» Written instruction 1
In the listing, substitute "occurrence" for "instance" in the lines from the one containing "face and record the coordinates." through the one containing "rope and record the coordinates.", inclusive, and give back only those lines with nothing else changed.

» Text passage
I don't see how that applies to what I said about unprivileged mounts,
except the part about lazy download where I agree with Miklos that
should be handled through FUSE and that is something possible with
composefs:

mount -t composefs composefs -obasedir=/path/to/store:/mnt/fuse /mnt/cfs

where /mnt/fuse is handled by a FUSE file system that takes care of
loading the files from the remote server, and possibly write them to
/path/to/store once they are completed.

So each user could have their "lazy download" without interfering with
other users or the centralized cache.

>> 
>>>> As you know as I've contacted you, I've looked at EROFS in the past
>>>> and tried to get our use cases to work with it before thinking about
>>>> submitting composefs upstream.
>>>>   From what I could see EROFS and composefs use two different
>>>> approaches
>>>> to solve a similar problem, but it is not possible to do exactly with
>>>> EROFS what we are trying to do.  To oversimplify it: I see EROFS as a
>>>> block device that uses fscache, and composefs as an overlay for files
>>>> instead of directories.
>>>
>>> I don't think so honestly.  EROFS "Multiple device" feature is
>>> actually "multiple blobs" feature if you really think "device"
>>> is block device.
>>>
>>> Primary device -- primary blob -- "composefs manifest blob"
>>> Blob device -- data blobs -- "composefs backing files"
>>>
>>> any difference?
>> I wouldn't expect any substancial difference between two RO file
>> systems.
>> Please correct me if I am wrong: EROFS uses 16 bits for the blob
>> device
>> ID, so if we map each file to a single blob device we are kind of
>> limited on how many files we can have.
>
> I was here just to represent "composefs manifest file" concept rather than
> device ID.
>
>> Sure this is just an artificial limit and can be bumped in a future
>> version but the major difference remains: EROFS uses the blob device
>> through fscache while the composefs files are looked up in the specified
>> repositories.
>
> No, fscache can also open any cookie when opening file.  Again, even with
> fscache, EROFS doesn't need to modify _any_ on-disk format to:
>
>   - record a "cookie id" for such special "magical symlink" with a similar
>     symlink on-disk format (or whatever on-disk format with data, just with
>     a new on-disk flag);
>
>   - open such "cookie id" on demand when opening such EROFS file just as
>     any other network fses.  I don't think blob device is limited here.

» Dataset
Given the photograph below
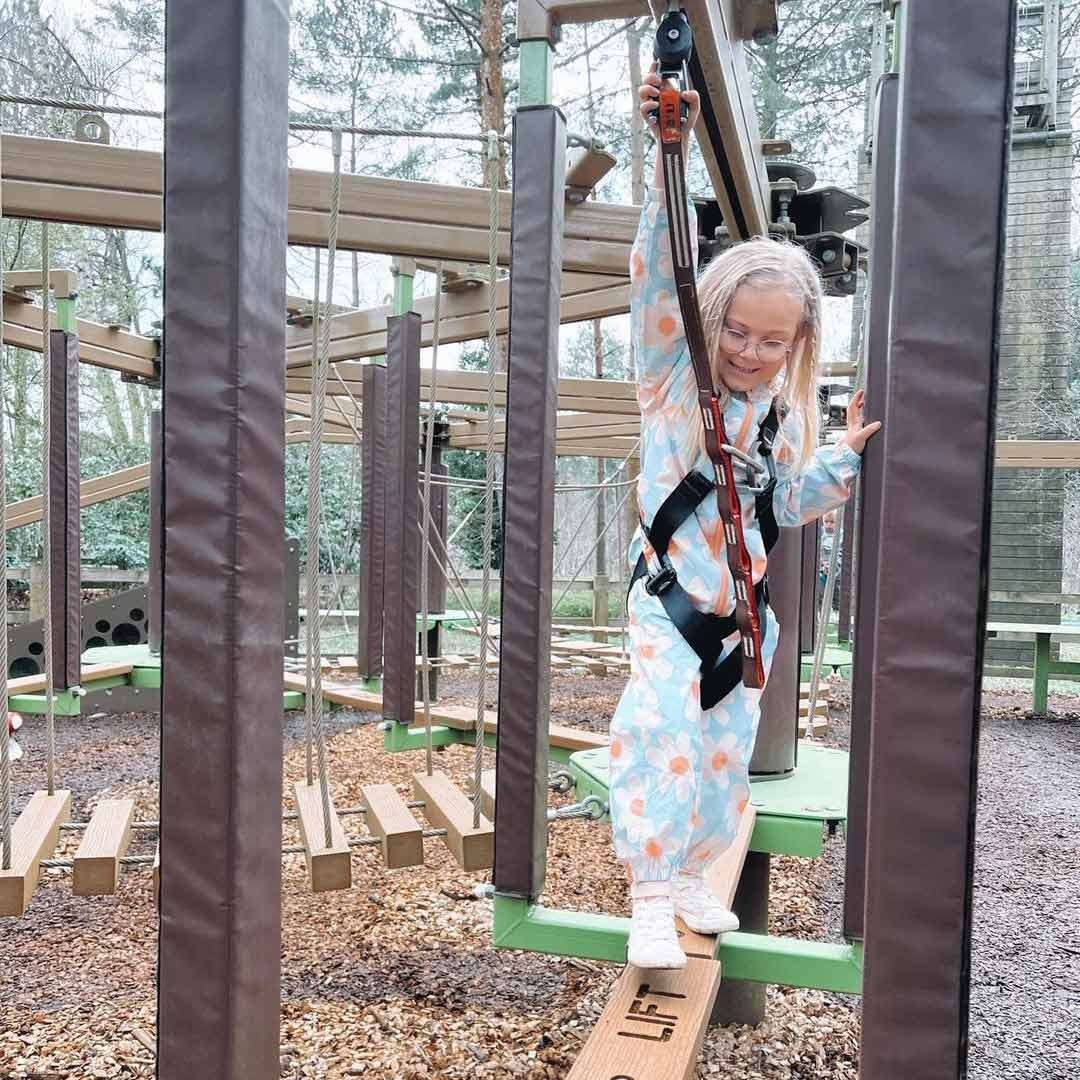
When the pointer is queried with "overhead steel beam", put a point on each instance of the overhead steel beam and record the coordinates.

--

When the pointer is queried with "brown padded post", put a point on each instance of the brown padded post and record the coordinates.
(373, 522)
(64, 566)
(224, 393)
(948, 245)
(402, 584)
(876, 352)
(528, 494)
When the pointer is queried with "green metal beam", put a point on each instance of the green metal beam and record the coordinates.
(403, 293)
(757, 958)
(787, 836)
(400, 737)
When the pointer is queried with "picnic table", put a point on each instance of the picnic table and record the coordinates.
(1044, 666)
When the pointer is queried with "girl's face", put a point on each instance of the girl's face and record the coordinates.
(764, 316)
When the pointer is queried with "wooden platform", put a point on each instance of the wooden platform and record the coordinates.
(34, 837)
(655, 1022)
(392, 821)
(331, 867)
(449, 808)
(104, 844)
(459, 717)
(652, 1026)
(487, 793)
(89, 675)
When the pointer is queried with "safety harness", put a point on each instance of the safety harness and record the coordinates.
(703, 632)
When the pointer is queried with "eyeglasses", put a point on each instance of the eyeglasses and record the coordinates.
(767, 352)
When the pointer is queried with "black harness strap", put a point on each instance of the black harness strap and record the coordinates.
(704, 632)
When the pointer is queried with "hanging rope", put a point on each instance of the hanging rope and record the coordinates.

» Written instruction 2
In the composefs and EROFS discussion, what handles /mnt/fuse in the mount command example?

» Full solution 1
When the pointer is queried with "girl's face", put a point on each occurrence of the girl's face and record the coordinates.
(764, 316)
When the pointer is queried with "wooden platform", put a point on each occurrence of the wooden platform and record the coordinates.
(34, 837)
(655, 1022)
(392, 821)
(331, 867)
(449, 808)
(104, 844)
(459, 717)
(652, 1026)
(487, 793)
(89, 675)
When the pointer is queried with "safety harness", put a point on each occurrence of the safety harness and record the coordinates.
(703, 632)
When the pointer is queried with "eyeglasses", put a point on each occurrence of the eyeglasses and record the coordinates.
(767, 352)
When the pointer is queried with "black harness strap", put a point on each occurrence of the black harness strap and record the coordinates.
(704, 632)
When the pointer is queried with "hanging rope", put a point on each occurrence of the hanging rope and record the coordinates.

» Full solution 2
A FUSE file system that loads the files from the remote server.